* Exercise a: According to the forum thread on pointer detection below, how many bytes does the memory system always write to memory?

* Selected text:
- - -
Added data type recording to the core. Every other word of memory records the data types in the following word. This is to gain some locality of reference for better cache performance. The memory system always writes 16 bytes to memory regardless of the which store instruction is used. So, by placing the data type in the upper eight bytes for the lower eight bytes, only a single write instruction is required to record both the data type and data value. The data type is recorded on a byte-by-byte basis. A single byte is used to represent the data type primitive. The low order three bits indicate which byte of the primitive is represented. The most significant bit of the data type byte indicates if it’s a pointer. The remaining four bit indicate the type 0 = byte, 1 = 16 bits, 2 = 32 bits, 3 = 64 bits. Other values are reserved for float types.

The reason to record the data type is to make pointer detection unambiguous. The author found that without this, it’s possible for a memory cell to be misidentified as a pointer. Although this shouldn’t happen in normal circumstances, there’s always the possibility of a maliciously written program taking advantage of it.

_________________
Robert Finch http://www.finitron.ca


Sun Aug 12, 2018 1:46 am
Profile WWW

Joined: Sat Feb 02, 2013 9:40 am
Posts: 2095
Location: Canada
I have the following code to detect if a value is a pointer:
Code:
// Detect a pointer:
// The lowest five bits must be zero
// The upper 41 bits must be zero (8MB memory range max)
// The magic number should be 'OBJ'

naked inline int IsObjPointer(register int *p)
{
   __asm {
      and      $r1,$r18,#$FFFFFFFFFF80001F
      bne      $r1,$r0,.notptr
      lw      $r1,24[$r18]
      cmp      $r1,$r1,#('O'<<16)|('B'<<8)|('J')
      bne      $r1,$r0,.notptr
      ldi      $r1,#1
      bra      .0001
.notptr:
      ldi      $r1,#0
.0001:
   }
}

So, I’m thinking “Yikes!” that’s a lot of code to detect a pointer, and it’s executed in an inner loop in the GC. The code branches so it might upset the processor’s queue. It would be nice if it could be replaced by a single instruction – isptr. Isptr returns a one in a register if the source register contains a valid pointer, otherwise it returns a zero.
It would work as follows:

Tgt = 0
If ((a & ptrmask)==0)
If (memory[offset+a]==”OBJECT”)
Tgt = 1

It would do a conditional load of memory. It would replace eight instructions with a single instruction with no branching. Probably close to eight times as fast. But, it’s a somewhat application specific instruction.

_________________
Robert Finch http://www.finitron.ca


Mon Aug 13, 2018 3:08 am
Profile WWW

Joined: Wed Jan 09, 2013 6:54 pm
Posts: 1780
In a modern system, where the CPU vastly outpaces RAM, the load from the pointer address might be the most time-consuming part - instruction count not being everything!
- - -
* Entries drawn from a collection:

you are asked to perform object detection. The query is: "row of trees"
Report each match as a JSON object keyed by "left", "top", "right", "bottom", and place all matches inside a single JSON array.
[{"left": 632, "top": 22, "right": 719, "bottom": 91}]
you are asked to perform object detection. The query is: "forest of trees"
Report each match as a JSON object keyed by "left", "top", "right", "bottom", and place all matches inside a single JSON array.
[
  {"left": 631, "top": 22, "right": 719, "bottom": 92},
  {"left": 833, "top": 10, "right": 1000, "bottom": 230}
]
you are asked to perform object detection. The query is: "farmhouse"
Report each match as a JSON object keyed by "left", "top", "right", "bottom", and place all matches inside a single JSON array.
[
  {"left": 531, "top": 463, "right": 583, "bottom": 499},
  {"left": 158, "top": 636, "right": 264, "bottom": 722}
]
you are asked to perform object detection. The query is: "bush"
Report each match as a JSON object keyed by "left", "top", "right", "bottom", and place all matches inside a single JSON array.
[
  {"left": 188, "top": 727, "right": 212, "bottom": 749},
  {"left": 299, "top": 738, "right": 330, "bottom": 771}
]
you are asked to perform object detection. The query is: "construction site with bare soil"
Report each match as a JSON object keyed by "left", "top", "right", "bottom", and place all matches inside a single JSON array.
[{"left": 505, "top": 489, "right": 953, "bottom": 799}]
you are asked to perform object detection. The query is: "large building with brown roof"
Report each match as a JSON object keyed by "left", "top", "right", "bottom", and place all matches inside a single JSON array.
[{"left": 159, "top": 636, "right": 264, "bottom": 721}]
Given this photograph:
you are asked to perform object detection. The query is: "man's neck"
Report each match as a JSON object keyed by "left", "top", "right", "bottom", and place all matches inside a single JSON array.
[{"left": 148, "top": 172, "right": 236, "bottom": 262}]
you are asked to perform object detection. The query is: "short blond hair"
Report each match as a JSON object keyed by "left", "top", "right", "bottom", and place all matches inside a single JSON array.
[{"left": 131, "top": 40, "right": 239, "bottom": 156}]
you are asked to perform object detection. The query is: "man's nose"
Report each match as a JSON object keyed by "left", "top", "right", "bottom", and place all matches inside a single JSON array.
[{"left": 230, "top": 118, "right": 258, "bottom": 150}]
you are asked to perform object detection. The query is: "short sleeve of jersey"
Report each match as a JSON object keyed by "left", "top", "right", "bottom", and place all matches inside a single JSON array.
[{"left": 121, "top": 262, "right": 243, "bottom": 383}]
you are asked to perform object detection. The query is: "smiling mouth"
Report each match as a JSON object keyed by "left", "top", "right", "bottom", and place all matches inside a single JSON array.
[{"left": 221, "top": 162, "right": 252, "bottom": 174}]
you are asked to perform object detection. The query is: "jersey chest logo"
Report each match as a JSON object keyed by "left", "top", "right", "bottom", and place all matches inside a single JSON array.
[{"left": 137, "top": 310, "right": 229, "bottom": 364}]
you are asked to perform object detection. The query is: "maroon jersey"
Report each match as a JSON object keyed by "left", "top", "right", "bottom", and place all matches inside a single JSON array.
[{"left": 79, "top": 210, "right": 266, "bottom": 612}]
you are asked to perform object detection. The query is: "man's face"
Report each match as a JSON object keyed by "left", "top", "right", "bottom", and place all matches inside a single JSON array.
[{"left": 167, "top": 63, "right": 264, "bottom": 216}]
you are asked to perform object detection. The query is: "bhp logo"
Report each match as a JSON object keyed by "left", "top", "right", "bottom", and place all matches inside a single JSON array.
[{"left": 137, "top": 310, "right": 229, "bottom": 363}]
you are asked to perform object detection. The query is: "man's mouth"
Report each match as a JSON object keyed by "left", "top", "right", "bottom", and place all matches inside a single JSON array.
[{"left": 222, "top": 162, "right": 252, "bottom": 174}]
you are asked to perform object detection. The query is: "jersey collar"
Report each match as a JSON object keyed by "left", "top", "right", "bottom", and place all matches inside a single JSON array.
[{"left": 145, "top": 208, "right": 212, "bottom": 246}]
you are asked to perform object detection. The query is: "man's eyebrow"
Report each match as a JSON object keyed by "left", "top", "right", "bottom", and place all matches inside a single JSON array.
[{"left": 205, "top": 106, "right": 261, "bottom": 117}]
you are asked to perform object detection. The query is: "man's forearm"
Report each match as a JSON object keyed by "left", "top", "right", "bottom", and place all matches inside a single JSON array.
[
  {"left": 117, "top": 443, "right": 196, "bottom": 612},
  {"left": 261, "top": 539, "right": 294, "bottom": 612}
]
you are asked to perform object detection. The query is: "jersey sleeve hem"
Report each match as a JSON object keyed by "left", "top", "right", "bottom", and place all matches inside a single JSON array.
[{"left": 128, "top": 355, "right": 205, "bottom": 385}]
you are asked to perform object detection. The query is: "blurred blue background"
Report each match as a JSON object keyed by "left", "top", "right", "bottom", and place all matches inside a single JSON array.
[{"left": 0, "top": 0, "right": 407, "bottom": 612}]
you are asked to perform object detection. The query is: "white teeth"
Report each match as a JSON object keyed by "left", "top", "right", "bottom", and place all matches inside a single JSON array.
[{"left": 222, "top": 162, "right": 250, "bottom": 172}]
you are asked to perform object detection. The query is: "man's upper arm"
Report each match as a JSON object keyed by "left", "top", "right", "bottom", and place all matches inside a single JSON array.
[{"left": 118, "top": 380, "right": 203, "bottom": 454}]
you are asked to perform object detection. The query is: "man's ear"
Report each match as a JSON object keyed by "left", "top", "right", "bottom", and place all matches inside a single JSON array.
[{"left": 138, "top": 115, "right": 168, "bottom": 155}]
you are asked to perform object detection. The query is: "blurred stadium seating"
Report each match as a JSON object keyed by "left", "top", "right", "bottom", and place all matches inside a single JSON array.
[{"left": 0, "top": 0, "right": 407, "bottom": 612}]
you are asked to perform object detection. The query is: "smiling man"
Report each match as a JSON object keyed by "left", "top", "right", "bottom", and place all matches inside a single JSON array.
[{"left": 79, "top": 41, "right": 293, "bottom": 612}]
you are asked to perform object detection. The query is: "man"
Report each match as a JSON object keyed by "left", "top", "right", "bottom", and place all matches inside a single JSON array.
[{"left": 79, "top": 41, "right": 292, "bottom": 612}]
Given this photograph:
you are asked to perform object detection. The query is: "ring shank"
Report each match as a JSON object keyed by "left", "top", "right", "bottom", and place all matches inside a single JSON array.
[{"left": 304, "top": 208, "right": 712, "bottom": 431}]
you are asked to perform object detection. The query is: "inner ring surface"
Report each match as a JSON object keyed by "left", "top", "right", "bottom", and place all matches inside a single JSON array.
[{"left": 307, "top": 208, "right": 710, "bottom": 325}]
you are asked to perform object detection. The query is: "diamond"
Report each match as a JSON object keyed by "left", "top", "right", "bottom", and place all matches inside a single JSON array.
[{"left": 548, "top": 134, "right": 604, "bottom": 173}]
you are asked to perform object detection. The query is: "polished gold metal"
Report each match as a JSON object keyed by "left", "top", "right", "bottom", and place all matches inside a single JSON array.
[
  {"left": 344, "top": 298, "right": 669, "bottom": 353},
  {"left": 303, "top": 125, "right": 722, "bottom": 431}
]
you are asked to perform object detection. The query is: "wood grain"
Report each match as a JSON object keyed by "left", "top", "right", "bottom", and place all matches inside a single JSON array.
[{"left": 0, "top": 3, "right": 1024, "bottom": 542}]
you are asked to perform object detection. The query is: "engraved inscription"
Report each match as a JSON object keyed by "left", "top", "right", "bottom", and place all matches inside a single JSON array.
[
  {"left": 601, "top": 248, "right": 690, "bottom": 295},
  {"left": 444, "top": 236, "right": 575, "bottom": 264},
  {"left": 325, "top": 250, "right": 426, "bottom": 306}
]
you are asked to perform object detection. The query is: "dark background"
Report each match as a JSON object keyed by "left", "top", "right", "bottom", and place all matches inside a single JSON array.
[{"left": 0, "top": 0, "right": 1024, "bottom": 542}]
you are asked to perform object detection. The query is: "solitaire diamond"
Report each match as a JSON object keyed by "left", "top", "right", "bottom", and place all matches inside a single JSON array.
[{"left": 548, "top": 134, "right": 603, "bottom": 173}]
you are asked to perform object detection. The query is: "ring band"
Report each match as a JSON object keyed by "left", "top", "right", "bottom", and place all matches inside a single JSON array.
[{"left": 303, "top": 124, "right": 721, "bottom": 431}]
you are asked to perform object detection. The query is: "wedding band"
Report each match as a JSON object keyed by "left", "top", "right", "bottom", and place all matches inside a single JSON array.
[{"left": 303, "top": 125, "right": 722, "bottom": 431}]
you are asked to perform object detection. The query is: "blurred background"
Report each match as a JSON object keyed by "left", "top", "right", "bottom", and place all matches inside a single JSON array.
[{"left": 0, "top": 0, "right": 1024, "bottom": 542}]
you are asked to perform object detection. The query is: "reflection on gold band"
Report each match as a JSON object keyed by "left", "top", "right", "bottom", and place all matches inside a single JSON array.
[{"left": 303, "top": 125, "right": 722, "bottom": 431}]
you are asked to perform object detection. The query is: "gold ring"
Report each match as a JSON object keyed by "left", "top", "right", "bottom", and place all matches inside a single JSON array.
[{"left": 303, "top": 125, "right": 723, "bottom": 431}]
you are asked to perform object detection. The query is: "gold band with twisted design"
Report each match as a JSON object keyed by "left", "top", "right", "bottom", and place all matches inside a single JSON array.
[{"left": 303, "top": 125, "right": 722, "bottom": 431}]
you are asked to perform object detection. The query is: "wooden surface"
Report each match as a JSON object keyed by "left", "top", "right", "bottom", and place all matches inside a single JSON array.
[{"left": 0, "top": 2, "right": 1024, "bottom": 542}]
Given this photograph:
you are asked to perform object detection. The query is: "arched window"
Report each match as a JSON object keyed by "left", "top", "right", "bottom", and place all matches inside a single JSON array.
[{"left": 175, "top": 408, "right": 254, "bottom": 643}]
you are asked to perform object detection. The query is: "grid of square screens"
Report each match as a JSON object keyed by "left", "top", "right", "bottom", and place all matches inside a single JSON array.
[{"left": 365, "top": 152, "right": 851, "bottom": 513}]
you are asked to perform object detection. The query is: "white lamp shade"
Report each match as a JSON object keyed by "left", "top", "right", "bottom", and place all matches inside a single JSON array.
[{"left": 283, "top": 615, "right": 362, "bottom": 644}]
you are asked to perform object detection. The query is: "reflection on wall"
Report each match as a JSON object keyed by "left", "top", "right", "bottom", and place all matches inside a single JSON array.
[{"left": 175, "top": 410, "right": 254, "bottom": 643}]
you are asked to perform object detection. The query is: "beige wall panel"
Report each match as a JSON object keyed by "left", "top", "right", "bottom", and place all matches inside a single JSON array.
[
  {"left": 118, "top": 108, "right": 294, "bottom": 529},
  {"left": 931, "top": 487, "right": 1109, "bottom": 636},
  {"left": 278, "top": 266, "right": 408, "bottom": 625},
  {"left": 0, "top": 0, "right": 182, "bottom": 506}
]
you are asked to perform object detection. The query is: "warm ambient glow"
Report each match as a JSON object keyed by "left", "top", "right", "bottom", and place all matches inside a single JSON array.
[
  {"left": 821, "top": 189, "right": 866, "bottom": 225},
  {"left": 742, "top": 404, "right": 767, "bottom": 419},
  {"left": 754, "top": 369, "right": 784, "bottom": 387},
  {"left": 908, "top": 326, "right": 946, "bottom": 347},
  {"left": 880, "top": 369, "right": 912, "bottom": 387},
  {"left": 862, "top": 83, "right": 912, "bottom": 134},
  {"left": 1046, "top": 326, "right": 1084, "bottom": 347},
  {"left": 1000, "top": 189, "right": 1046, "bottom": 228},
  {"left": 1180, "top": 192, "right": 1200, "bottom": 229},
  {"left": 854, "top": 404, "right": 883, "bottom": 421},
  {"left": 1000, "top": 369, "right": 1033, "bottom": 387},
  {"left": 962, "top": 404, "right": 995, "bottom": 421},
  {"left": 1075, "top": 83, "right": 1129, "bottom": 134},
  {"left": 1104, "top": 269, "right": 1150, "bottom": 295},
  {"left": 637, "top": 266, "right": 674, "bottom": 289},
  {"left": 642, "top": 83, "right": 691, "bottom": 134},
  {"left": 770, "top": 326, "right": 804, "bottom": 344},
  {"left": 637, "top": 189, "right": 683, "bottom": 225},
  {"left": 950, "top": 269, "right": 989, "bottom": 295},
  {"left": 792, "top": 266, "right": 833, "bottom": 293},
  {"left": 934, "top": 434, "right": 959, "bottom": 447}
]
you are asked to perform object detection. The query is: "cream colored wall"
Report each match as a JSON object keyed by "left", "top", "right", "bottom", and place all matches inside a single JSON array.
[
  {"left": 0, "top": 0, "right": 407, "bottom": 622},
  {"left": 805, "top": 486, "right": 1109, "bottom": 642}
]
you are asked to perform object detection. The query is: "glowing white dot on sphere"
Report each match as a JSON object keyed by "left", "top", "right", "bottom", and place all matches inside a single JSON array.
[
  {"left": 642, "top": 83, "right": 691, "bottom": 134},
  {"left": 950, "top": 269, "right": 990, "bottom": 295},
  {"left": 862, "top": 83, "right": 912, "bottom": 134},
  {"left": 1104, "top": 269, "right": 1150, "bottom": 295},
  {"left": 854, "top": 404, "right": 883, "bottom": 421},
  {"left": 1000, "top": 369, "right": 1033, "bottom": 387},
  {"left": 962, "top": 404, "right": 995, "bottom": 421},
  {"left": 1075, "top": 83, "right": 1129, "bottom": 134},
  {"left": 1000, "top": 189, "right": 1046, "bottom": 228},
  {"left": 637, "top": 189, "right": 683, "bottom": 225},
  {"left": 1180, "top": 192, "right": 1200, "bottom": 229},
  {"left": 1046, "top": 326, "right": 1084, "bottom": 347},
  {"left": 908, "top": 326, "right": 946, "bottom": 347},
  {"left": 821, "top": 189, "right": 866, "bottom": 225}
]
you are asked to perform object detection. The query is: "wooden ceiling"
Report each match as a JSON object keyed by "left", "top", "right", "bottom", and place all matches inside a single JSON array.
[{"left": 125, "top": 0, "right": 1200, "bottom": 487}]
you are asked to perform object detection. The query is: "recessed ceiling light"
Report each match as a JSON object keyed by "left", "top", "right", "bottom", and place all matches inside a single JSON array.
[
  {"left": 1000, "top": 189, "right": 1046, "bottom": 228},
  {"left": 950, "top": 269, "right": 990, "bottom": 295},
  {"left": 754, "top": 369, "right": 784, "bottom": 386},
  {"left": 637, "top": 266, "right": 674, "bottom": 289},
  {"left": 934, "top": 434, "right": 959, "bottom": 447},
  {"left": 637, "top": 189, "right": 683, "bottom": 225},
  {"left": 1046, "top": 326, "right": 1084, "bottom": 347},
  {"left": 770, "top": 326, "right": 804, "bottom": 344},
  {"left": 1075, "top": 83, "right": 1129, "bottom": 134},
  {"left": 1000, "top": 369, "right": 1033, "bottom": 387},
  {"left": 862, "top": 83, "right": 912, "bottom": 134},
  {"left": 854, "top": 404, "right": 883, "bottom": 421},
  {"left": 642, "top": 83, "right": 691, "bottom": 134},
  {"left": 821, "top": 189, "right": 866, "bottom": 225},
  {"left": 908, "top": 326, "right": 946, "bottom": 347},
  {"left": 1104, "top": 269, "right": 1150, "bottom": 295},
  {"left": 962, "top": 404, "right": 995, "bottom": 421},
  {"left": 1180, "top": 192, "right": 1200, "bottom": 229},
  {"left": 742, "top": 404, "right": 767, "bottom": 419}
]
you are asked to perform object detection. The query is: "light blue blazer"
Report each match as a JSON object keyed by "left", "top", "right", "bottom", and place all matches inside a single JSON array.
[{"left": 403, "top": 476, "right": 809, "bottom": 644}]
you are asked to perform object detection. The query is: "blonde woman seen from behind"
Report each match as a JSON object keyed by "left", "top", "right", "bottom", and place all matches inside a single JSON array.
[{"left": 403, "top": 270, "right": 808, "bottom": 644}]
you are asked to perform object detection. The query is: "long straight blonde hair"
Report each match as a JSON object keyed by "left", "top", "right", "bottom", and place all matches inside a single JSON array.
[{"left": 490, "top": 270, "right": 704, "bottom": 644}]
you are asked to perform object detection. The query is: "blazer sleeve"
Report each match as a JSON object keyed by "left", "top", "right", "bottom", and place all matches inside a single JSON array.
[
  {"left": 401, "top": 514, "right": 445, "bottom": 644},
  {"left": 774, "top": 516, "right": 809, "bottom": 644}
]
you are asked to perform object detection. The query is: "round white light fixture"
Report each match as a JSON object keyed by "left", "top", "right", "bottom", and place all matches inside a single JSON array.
- - -
* Exercise b: Collect every line of the rows above that contains the string "light".

* Written reply a: 16 bytes, regardless of which store instruction is used.

* Written reply b:
you are asked to perform object detection. The query is: "recessed ceiling light"
you are asked to perform object detection. The query is: "light blue blazer"
you are asked to perform object detection. The query is: "round white light fixture"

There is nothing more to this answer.